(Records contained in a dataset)
---

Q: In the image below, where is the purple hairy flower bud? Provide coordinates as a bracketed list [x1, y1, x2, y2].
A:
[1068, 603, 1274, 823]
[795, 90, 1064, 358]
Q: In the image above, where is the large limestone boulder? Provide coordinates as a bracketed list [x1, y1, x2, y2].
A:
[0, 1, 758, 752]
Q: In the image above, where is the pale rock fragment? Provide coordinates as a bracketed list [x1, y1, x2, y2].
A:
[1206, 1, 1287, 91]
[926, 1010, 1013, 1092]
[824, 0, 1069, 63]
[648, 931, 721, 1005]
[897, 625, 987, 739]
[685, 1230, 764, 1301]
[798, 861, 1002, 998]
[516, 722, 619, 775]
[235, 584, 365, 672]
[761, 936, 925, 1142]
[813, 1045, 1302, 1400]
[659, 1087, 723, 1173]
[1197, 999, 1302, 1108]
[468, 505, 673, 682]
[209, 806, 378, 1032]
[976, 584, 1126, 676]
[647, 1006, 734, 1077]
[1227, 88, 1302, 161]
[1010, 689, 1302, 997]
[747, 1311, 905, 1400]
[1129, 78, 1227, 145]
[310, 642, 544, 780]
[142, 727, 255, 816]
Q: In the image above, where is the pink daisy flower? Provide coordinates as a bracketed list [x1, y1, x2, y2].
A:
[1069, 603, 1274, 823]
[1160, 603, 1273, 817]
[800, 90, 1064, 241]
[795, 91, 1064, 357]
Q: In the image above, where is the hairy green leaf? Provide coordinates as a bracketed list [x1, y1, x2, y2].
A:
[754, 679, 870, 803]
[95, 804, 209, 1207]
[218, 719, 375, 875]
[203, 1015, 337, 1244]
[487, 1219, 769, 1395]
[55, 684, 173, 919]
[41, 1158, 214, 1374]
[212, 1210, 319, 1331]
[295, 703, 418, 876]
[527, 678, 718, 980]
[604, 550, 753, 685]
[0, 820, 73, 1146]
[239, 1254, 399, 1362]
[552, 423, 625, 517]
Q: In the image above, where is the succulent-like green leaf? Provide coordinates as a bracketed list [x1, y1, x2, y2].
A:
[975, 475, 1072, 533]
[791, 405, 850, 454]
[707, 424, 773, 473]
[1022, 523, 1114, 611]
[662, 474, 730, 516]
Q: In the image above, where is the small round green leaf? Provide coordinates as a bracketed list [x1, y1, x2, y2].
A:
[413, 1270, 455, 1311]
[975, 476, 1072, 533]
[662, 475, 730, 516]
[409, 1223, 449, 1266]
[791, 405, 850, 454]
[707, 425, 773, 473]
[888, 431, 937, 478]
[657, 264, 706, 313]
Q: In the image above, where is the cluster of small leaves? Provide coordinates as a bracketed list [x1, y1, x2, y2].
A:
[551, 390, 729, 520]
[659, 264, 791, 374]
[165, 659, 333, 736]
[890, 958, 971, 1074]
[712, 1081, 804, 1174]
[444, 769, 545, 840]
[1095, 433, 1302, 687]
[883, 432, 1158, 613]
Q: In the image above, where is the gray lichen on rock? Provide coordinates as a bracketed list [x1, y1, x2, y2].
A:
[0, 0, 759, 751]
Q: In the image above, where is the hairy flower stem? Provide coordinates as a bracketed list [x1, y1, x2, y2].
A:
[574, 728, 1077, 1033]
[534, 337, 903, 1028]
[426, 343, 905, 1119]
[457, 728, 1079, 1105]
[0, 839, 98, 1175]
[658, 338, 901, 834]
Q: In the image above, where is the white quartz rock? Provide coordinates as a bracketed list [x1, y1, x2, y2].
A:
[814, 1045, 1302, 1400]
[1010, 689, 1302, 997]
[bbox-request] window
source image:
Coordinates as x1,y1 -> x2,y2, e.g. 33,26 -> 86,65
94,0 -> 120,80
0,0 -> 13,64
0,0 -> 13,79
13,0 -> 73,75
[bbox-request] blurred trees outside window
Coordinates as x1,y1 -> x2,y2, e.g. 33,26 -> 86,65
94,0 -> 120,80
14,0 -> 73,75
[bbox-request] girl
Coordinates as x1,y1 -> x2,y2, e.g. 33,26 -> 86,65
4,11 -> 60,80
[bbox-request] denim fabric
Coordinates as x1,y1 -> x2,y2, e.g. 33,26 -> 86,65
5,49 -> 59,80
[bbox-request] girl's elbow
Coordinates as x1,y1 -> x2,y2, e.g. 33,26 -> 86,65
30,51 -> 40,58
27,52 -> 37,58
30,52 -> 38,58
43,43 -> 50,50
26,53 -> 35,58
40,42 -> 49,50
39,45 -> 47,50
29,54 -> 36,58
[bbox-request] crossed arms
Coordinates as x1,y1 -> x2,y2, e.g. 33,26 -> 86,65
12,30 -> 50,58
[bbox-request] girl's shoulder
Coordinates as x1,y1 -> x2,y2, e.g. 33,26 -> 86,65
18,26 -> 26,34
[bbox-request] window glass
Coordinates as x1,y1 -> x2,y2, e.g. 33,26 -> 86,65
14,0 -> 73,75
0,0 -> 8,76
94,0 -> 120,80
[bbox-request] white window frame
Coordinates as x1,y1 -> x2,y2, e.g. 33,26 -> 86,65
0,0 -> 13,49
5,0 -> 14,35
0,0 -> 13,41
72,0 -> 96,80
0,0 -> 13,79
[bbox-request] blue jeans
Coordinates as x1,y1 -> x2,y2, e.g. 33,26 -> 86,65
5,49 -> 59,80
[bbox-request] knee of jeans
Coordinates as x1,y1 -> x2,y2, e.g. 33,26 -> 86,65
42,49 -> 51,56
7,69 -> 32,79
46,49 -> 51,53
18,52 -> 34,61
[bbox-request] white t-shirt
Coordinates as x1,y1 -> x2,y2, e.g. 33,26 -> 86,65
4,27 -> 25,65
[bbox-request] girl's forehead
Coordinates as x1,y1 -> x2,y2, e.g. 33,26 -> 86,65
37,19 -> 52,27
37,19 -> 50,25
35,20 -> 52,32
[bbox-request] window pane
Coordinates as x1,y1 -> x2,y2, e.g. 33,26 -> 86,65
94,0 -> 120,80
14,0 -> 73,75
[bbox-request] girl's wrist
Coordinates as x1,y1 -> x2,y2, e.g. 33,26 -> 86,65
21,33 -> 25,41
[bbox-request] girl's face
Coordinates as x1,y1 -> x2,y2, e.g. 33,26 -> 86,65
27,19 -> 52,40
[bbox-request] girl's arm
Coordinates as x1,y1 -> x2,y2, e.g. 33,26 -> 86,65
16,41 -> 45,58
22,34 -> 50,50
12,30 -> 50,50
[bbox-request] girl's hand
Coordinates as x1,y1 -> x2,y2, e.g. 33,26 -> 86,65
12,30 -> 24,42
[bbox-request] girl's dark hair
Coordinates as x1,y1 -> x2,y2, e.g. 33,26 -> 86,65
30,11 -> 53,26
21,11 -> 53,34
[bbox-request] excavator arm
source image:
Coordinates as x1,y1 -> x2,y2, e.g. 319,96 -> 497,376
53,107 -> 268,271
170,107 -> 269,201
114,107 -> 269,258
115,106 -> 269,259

---

■ **YOUR INSTRUCTIONS**
The records above must be restated. Preserve every word.

■ **TASK RESULT**
Q: In the image below, where is the purple hairy flower bud? Provide coordinates as a bracketed list [x1, y1, x2, y2].
A:
[1068, 603, 1274, 823]
[795, 90, 1064, 358]
Q: In the image above, where is the large limestone boulder? Provide coordinates as a bracketed list [x1, y1, x2, y2].
A:
[0, 1, 758, 752]
Q: In the image above, where is the pale rock fragment? Provide coordinates as a bracketed list [x1, y1, x2, y2].
A:
[1206, 1, 1287, 91]
[926, 1010, 1013, 1092]
[824, 0, 1069, 63]
[648, 931, 721, 1005]
[897, 625, 987, 739]
[685, 1230, 764, 1301]
[798, 861, 1002, 998]
[516, 722, 619, 775]
[235, 584, 365, 672]
[761, 936, 925, 1142]
[813, 1045, 1302, 1400]
[659, 1087, 723, 1173]
[1197, 999, 1302, 1108]
[468, 505, 673, 682]
[209, 806, 378, 1032]
[976, 584, 1126, 676]
[647, 1006, 734, 1077]
[1227, 88, 1302, 161]
[1010, 689, 1302, 997]
[747, 1311, 905, 1400]
[1129, 78, 1227, 145]
[310, 642, 544, 780]
[142, 727, 255, 816]
Q: In the image above, where is the pink daisy flower? Provide coordinates as a bracketed list [x1, y1, x2, y2].
A:
[1069, 603, 1274, 823]
[1160, 603, 1273, 817]
[800, 90, 1064, 241]
[795, 91, 1064, 357]
Q: In the image above, where is the hairy green leaf? Provide coordinates as a bracketed list [x1, y1, x2, y2].
A:
[754, 679, 870, 803]
[95, 804, 209, 1207]
[218, 719, 375, 875]
[203, 1015, 337, 1244]
[487, 1219, 769, 1395]
[55, 684, 173, 919]
[41, 1158, 214, 1374]
[212, 1210, 319, 1331]
[295, 703, 418, 876]
[527, 678, 718, 980]
[604, 550, 753, 685]
[0, 820, 73, 1146]
[239, 1254, 399, 1362]
[552, 423, 625, 517]
Q: In the image above, where is the succulent-like green leaf? Provide coordinates as a bracketed list [x1, y1, x2, y2].
A:
[975, 475, 1072, 533]
[791, 405, 850, 454]
[707, 424, 773, 473]
[1022, 523, 1114, 611]
[662, 474, 730, 516]
Q: In the image above, where is the small round green leaf? Provide coordinates as a bracketed list [x1, y1, x2, y2].
A:
[413, 1270, 455, 1311]
[975, 476, 1072, 533]
[662, 475, 730, 516]
[409, 1223, 449, 1266]
[791, 405, 850, 454]
[707, 425, 773, 473]
[888, 431, 937, 478]
[657, 264, 706, 313]
Q: In the image above, where is the cluster of small leaves? Provide coordinates as a bracketed list [x1, y1, x2, y2].
A:
[551, 390, 729, 520]
[659, 264, 791, 374]
[165, 659, 333, 736]
[890, 958, 971, 1074]
[712, 1081, 804, 1174]
[444, 769, 545, 840]
[1095, 433, 1302, 687]
[883, 432, 1158, 613]
Q: In the image above, where is the gray lichen on rock? Provide coordinates as a bracketed list [x1, y1, x2, y2].
A:
[0, 0, 759, 751]
Q: In the image above, where is the hairy flower stem? Provide coordinates as a bracketed list [x1, y1, x2, y2].
A:
[574, 728, 1077, 1033]
[534, 337, 903, 1028]
[426, 343, 905, 1119]
[457, 728, 1079, 1105]
[0, 839, 98, 1175]
[658, 338, 901, 834]
Q: In the image above, where is the white quartz rock? Provide coordinates as a bracketed list [x1, y1, x2, y2].
A:
[814, 1045, 1302, 1400]
[1010, 689, 1302, 997]
[bbox-request] window
source image:
Coordinates as x1,y1 -> x2,y2, e.g. 33,26 -> 86,65
94,0 -> 120,80
0,0 -> 13,64
0,0 -> 13,79
13,0 -> 73,75
[bbox-request] blurred trees outside window
Coordinates as x1,y1 -> x2,y2, e.g. 33,26 -> 86,65
94,0 -> 120,80
14,0 -> 73,75
[bbox-request] girl
Coordinates as x1,y1 -> x2,y2, e.g. 33,26 -> 86,65
4,11 -> 60,80
[bbox-request] denim fabric
Coordinates as x1,y1 -> x2,y2, e.g. 33,26 -> 86,65
5,49 -> 59,80
[bbox-request] girl's elbow
Coordinates as x1,y1 -> x2,y2, e.g. 33,26 -> 86,65
30,51 -> 40,58
27,52 -> 37,58
30,52 -> 38,58
43,43 -> 50,50
26,53 -> 35,58
40,42 -> 49,50
39,45 -> 47,50
29,54 -> 36,58
[bbox-request] crossed arms
Coordinates as x1,y1 -> x2,y2, e.g. 33,26 -> 86,65
12,30 -> 50,58
[bbox-request] girl's shoulder
Coordinates as x1,y1 -> x2,y2, e.g. 33,26 -> 86,65
18,26 -> 26,34
[bbox-request] window glass
Coordinates as x1,y1 -> x2,y2, e.g. 33,26 -> 86,65
14,0 -> 73,75
0,0 -> 8,76
94,0 -> 120,80
[bbox-request] white window frame
Coordinates as x1,y1 -> x2,y2, e.g. 33,26 -> 86,65
0,0 -> 13,49
5,0 -> 14,35
0,0 -> 13,41
72,0 -> 96,80
0,0 -> 13,79
[bbox-request] blue jeans
Coordinates as x1,y1 -> x2,y2, e.g. 33,26 -> 86,65
5,49 -> 59,80
[bbox-request] knee of jeans
Coordinates as x1,y1 -> x2,y2, e.g. 33,26 -> 86,65
42,49 -> 51,56
7,69 -> 32,79
46,49 -> 51,53
18,52 -> 34,61
[bbox-request] white t-shirt
Coordinates as x1,y1 -> x2,y2, e.g. 33,26 -> 86,65
4,27 -> 25,65
[bbox-request] girl's forehead
Coordinates as x1,y1 -> x2,y2, e.g. 33,26 -> 86,65
37,19 -> 52,27
37,19 -> 50,25
35,20 -> 52,32
[bbox-request] window pane
Coordinates as x1,y1 -> x2,y2, e.g. 33,26 -> 86,65
94,0 -> 120,80
14,0 -> 73,75
[bbox-request] girl's wrist
Coordinates as x1,y1 -> x2,y2, e.g. 33,26 -> 86,65
21,33 -> 25,41
[bbox-request] girl's face
Coordinates as x1,y1 -> x2,y2, e.g. 33,26 -> 86,65
27,19 -> 52,40
[bbox-request] girl's arm
Coordinates as x1,y1 -> x2,y2, e.g. 33,26 -> 86,65
16,41 -> 45,58
22,34 -> 50,50
12,30 -> 50,50
[bbox-request] girl's hand
Coordinates as x1,y1 -> x2,y2, e.g. 33,26 -> 86,65
12,30 -> 24,42
[bbox-request] girl's dark hair
Coordinates as x1,y1 -> x2,y2, e.g. 33,26 -> 86,65
30,11 -> 53,26
21,11 -> 53,34
[bbox-request] excavator arm
source image:
Coordinates as x1,y1 -> x2,y2, e.g. 319,96 -> 497,376
53,107 -> 268,271
170,107 -> 269,201
114,107 -> 269,258
115,106 -> 269,259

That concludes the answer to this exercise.